__Work required__:
Can you repeat the rows starting at the line with "Highlight downspout." and ending at the line with "xmin=248 ymin=158 xmax=253 ymax=210", changing "downspout" to "drainpipe" and leaving everything else the same?
── Material for the task
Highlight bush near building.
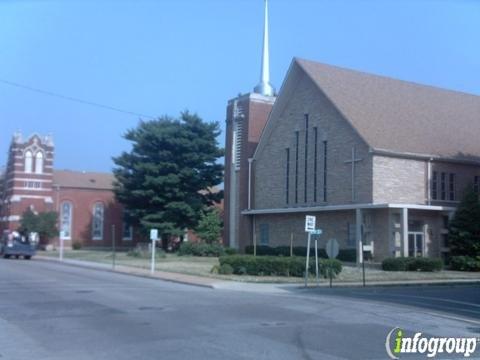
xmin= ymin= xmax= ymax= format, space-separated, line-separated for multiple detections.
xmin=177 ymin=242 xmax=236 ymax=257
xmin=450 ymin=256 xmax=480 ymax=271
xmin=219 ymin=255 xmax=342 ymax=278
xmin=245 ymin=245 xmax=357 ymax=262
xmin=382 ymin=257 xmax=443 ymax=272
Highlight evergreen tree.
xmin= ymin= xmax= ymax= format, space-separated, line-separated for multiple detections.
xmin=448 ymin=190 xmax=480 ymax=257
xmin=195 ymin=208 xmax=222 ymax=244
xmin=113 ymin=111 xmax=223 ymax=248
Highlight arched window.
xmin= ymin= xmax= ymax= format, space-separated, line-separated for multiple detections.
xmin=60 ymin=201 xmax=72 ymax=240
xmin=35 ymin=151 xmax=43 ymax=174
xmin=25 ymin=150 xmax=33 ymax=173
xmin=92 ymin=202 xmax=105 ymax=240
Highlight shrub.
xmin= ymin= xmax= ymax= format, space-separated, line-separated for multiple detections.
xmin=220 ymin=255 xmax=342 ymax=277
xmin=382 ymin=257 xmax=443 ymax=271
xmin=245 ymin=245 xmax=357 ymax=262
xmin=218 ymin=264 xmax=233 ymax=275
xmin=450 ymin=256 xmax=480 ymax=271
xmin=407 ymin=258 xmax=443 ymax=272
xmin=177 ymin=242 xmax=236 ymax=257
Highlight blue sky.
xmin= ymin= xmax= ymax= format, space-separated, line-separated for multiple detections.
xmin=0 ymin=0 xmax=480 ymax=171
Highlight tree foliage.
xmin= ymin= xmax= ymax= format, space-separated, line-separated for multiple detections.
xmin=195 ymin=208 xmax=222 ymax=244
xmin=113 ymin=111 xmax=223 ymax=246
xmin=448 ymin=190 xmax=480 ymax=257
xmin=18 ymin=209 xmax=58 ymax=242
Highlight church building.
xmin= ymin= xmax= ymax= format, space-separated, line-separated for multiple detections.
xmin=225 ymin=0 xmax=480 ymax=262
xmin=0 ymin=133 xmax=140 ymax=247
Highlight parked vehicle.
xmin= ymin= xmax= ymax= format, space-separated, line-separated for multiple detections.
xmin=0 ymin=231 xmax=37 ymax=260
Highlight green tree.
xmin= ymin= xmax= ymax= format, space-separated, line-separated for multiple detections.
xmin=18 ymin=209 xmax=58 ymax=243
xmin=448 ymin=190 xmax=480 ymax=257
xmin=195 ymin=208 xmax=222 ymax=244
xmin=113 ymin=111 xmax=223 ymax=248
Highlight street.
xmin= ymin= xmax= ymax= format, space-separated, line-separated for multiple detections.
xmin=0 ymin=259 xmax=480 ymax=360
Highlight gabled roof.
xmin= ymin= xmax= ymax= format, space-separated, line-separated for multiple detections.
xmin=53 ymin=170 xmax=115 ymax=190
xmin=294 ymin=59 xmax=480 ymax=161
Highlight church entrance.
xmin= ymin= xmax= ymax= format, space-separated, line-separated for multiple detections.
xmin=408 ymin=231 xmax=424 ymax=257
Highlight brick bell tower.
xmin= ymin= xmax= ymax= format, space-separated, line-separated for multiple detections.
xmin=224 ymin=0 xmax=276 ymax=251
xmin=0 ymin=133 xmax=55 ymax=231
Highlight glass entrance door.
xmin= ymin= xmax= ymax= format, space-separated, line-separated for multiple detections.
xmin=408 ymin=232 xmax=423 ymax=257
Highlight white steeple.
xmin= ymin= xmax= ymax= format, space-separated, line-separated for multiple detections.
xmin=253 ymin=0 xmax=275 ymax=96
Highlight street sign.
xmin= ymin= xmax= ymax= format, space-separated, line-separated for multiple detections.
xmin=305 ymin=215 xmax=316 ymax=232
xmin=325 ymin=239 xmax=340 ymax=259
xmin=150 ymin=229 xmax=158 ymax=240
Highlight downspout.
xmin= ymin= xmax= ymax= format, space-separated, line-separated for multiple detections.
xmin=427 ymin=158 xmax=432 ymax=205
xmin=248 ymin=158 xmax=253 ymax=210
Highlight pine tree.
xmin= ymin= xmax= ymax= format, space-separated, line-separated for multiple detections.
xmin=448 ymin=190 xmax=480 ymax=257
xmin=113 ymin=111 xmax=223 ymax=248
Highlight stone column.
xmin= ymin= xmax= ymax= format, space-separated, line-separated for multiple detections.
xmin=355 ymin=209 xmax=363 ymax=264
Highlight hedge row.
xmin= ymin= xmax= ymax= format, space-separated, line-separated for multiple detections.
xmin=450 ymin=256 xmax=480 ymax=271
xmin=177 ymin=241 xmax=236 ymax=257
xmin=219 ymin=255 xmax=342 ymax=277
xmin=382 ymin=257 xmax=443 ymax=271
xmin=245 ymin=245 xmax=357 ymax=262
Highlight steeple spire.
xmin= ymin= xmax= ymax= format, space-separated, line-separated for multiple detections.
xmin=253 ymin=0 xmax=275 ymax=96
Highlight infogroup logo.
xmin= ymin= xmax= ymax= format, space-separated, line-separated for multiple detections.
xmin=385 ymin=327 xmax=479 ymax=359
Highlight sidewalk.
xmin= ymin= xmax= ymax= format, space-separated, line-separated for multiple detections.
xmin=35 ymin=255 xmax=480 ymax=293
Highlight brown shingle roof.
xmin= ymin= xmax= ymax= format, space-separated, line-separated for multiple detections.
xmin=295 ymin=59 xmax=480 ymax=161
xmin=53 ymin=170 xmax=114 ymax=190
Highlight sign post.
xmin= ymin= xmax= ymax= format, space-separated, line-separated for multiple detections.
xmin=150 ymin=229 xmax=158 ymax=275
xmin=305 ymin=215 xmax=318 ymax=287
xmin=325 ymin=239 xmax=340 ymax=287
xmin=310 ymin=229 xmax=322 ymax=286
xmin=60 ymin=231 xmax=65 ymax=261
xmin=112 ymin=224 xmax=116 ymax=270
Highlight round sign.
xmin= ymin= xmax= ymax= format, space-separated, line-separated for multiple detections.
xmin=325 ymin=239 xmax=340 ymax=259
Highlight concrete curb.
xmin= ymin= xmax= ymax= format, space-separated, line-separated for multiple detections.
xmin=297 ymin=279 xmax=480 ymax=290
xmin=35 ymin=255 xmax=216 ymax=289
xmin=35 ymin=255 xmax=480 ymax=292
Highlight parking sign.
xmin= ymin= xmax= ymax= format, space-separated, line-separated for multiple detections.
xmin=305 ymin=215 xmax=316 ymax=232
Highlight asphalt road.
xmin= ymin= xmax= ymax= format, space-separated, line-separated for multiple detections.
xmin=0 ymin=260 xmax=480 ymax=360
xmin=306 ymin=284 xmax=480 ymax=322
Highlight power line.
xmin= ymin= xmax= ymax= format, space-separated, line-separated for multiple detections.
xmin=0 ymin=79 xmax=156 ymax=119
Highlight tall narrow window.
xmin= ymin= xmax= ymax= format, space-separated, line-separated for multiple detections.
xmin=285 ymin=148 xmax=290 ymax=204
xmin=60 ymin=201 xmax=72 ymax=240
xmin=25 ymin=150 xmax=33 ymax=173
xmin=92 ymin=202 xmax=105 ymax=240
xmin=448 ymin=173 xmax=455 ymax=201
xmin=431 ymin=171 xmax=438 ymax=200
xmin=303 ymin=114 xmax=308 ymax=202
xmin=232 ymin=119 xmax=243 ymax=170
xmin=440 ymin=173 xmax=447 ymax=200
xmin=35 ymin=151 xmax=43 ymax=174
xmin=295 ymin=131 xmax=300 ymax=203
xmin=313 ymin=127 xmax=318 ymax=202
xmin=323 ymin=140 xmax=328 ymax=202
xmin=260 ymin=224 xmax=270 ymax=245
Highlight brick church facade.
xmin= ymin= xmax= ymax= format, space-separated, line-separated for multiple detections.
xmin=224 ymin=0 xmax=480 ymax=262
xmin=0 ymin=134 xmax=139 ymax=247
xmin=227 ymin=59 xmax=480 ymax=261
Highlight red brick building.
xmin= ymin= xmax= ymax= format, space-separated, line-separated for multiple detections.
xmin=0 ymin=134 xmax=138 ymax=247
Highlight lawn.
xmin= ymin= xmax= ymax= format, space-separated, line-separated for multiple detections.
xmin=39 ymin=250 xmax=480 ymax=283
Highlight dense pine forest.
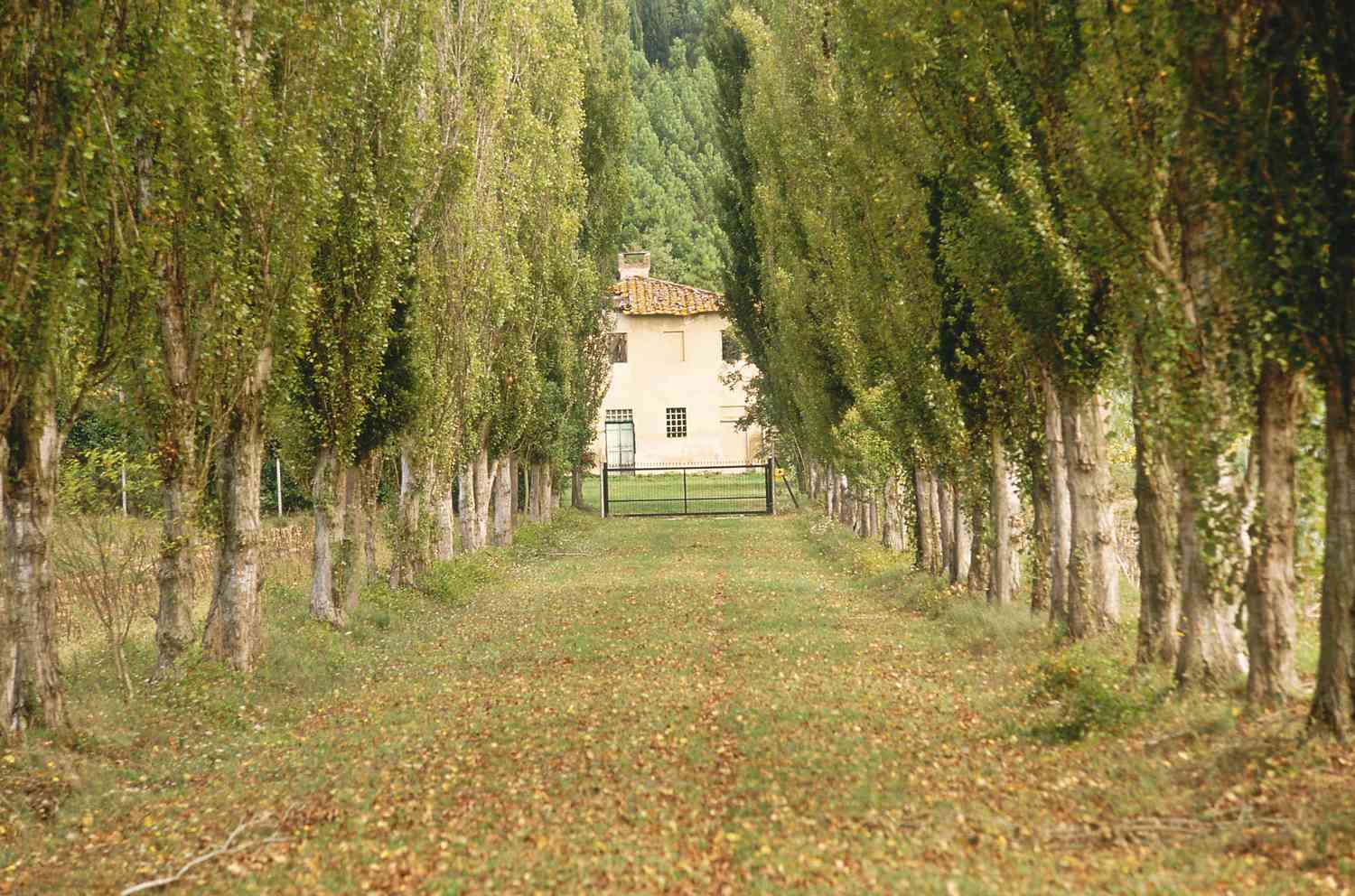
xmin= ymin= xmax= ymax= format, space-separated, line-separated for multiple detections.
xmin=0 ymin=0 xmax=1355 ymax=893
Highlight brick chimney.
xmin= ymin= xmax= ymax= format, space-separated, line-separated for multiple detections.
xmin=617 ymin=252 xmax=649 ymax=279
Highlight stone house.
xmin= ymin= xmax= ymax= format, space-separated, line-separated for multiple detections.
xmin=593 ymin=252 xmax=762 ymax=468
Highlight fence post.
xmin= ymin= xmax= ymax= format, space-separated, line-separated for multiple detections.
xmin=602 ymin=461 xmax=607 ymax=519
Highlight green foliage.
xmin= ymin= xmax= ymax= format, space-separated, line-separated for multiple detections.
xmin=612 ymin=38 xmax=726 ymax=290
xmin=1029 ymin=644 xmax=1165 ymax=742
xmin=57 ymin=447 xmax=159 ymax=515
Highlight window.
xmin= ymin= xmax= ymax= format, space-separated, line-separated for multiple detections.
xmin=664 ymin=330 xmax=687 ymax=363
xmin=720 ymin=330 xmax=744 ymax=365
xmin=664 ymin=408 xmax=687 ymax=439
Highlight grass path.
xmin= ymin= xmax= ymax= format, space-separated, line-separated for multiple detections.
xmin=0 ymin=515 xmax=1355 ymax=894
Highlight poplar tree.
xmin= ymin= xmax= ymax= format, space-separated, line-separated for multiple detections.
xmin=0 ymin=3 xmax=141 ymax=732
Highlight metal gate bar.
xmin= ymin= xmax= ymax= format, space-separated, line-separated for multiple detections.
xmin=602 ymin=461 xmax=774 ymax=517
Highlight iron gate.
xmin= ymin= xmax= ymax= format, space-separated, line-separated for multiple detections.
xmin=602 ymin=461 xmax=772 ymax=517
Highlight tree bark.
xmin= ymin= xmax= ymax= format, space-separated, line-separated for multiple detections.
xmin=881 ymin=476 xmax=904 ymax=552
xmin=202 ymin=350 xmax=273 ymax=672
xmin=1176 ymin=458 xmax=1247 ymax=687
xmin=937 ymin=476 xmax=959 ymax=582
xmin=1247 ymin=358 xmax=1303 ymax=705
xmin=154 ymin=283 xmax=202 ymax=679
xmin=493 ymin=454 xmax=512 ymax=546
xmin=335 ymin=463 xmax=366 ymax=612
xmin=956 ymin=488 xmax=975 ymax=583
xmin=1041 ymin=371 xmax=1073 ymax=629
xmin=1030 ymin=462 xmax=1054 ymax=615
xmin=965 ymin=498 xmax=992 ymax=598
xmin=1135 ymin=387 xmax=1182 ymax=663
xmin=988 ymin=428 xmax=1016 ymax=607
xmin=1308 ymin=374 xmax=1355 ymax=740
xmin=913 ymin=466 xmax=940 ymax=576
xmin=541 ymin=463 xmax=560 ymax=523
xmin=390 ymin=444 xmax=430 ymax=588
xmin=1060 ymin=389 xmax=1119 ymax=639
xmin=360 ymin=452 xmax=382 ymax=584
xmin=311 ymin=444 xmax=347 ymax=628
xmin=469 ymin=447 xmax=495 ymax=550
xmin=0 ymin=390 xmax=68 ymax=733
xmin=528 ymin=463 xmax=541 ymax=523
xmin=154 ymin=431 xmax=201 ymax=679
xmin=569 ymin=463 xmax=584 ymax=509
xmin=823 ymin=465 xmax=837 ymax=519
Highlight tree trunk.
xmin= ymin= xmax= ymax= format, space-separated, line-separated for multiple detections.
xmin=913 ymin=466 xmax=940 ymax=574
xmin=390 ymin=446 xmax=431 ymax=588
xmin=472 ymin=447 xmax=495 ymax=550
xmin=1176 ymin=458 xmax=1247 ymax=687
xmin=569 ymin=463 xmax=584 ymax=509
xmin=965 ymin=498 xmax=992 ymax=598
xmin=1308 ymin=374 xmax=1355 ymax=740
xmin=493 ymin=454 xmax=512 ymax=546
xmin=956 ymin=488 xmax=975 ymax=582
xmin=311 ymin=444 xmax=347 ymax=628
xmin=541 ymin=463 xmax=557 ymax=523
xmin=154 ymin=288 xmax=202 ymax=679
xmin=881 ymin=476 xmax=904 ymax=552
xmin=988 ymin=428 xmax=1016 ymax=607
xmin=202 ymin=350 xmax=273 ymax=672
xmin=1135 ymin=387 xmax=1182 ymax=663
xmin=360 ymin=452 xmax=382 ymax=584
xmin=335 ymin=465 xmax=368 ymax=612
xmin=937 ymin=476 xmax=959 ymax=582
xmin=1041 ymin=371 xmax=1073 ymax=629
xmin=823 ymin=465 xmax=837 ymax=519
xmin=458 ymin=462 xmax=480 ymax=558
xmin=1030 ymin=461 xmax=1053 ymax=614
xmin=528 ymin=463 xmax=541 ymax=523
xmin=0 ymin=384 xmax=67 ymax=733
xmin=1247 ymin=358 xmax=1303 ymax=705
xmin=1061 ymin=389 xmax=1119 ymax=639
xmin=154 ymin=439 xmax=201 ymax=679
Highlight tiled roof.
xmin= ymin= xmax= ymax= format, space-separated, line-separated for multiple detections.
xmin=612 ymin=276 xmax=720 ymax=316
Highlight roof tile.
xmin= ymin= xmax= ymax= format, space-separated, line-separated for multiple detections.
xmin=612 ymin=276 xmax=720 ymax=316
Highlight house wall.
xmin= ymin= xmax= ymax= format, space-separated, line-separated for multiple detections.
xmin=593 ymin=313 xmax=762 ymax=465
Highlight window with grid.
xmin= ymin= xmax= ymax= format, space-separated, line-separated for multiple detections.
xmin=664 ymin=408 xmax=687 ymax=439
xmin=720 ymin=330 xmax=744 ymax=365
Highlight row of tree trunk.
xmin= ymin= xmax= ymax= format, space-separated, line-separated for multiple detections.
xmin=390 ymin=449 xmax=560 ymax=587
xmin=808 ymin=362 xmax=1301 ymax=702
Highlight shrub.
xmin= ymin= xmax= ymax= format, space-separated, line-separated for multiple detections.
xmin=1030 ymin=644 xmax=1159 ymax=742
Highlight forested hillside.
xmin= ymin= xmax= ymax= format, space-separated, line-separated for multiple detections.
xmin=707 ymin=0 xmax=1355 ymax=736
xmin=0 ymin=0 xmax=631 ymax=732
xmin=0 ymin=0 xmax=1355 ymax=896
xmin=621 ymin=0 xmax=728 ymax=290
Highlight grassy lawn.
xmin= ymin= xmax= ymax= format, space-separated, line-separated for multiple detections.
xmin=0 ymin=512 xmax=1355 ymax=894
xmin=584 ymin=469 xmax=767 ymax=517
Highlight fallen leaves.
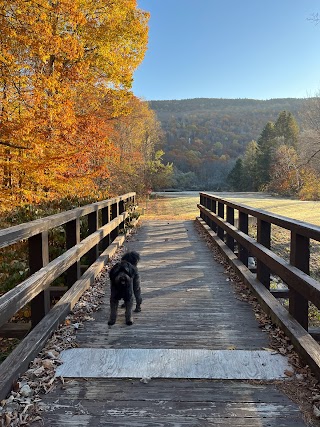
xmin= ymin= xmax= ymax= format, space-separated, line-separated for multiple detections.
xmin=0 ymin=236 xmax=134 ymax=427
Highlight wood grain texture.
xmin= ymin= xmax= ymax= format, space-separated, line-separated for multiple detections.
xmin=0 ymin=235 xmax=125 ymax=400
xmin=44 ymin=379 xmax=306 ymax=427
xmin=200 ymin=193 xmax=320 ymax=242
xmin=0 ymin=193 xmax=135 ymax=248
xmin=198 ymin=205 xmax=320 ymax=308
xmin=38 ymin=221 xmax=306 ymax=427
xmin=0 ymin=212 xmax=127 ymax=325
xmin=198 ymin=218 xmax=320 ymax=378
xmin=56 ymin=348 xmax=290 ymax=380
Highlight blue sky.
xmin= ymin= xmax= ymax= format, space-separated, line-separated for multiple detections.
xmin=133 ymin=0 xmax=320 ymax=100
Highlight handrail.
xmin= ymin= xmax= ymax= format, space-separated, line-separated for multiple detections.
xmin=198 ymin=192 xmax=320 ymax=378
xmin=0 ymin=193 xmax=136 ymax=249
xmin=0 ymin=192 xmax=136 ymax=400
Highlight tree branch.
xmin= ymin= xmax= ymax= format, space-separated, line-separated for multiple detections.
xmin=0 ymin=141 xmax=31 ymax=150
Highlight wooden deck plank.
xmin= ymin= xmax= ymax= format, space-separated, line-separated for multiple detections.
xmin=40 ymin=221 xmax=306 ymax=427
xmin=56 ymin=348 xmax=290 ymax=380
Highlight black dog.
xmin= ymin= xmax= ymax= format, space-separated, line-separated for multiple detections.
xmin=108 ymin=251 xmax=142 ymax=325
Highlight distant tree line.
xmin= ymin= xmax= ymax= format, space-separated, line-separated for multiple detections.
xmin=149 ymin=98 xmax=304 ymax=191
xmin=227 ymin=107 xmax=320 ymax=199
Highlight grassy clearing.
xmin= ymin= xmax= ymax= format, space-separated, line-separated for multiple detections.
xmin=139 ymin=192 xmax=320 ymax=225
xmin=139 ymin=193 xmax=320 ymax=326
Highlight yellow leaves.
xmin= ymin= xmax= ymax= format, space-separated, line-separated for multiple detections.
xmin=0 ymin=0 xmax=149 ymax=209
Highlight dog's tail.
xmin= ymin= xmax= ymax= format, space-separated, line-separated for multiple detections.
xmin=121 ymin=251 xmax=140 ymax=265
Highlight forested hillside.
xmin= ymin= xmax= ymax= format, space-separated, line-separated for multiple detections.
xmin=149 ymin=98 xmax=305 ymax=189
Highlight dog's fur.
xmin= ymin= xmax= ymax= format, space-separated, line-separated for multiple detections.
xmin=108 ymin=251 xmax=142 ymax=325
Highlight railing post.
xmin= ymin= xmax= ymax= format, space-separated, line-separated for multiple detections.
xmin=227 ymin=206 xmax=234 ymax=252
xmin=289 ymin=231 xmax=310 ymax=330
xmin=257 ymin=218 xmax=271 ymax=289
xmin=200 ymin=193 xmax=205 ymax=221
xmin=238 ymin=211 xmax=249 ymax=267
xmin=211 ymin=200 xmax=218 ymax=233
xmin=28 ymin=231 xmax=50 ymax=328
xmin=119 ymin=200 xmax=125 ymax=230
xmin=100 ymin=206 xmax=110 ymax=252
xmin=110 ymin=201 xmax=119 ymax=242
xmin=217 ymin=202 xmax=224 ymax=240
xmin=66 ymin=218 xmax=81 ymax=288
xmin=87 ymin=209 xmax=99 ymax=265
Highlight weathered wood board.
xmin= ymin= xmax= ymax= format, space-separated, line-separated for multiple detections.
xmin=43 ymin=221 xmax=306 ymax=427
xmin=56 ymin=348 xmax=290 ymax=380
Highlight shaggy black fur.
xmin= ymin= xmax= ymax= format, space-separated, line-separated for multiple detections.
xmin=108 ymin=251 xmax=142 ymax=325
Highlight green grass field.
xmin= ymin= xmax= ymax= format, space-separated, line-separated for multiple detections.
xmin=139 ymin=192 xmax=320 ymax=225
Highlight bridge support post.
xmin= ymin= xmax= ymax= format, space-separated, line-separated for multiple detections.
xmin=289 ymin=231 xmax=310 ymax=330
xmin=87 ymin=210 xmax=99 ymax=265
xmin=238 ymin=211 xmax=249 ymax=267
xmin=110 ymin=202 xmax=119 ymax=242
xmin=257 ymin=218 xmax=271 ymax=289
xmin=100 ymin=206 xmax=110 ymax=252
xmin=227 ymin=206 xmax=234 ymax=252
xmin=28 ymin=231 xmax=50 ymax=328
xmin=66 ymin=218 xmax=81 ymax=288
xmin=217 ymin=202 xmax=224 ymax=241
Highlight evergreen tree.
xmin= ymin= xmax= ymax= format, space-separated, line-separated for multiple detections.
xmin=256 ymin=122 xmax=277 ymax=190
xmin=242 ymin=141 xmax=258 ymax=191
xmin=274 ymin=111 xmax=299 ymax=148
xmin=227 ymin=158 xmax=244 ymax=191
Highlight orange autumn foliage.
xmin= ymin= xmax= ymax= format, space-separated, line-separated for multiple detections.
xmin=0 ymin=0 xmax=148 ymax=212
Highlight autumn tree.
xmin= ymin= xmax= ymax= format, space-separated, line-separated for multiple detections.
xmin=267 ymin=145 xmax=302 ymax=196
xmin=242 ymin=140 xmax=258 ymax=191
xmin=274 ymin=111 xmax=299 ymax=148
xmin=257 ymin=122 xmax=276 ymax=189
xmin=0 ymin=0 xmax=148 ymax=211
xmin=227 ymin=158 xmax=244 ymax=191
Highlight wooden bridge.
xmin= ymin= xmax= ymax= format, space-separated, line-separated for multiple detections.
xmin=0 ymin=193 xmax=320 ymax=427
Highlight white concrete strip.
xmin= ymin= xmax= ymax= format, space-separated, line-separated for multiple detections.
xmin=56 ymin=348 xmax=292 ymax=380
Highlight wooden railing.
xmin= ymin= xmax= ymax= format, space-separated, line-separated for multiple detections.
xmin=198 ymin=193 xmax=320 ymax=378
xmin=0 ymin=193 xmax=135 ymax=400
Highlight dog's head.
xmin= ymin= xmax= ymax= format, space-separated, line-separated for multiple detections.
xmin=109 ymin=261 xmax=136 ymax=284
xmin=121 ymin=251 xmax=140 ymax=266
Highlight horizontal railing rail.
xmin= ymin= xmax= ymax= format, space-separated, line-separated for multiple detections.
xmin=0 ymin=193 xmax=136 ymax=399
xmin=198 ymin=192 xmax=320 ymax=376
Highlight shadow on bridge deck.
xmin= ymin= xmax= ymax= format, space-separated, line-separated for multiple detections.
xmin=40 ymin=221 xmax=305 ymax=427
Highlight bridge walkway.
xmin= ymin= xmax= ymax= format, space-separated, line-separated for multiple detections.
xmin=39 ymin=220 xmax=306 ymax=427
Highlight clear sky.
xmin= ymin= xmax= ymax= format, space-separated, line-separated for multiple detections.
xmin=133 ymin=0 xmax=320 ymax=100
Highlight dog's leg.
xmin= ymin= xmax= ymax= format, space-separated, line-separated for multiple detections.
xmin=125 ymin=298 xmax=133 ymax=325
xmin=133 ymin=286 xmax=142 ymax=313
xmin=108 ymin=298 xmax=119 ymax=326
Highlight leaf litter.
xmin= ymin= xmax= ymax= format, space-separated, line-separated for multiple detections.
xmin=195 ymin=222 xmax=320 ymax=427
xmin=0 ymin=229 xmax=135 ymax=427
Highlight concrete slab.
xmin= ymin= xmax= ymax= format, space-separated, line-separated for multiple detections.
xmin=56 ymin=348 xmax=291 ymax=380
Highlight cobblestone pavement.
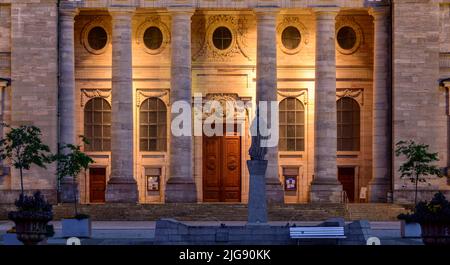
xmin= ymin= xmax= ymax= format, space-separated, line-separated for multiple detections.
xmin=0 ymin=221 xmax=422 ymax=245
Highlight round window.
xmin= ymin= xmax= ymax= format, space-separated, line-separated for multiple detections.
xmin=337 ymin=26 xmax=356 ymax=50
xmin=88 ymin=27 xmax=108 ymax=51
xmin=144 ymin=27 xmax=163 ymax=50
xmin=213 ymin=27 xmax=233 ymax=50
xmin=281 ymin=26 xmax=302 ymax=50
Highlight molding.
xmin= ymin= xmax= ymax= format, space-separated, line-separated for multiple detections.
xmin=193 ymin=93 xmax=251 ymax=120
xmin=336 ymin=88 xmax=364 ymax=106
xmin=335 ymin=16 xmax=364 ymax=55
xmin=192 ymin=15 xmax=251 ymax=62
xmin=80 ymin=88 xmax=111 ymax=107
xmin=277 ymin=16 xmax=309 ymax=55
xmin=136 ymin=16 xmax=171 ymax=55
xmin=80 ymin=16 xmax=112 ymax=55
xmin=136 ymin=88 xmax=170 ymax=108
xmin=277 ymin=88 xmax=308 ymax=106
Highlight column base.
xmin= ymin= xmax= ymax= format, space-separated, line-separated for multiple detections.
────
__Answer for the task__:
Highlight drainpipe.
xmin= ymin= xmax= ymax= format, space-separated, line-separated for multiple detections.
xmin=427 ymin=158 xmax=432 ymax=205
xmin=248 ymin=158 xmax=253 ymax=210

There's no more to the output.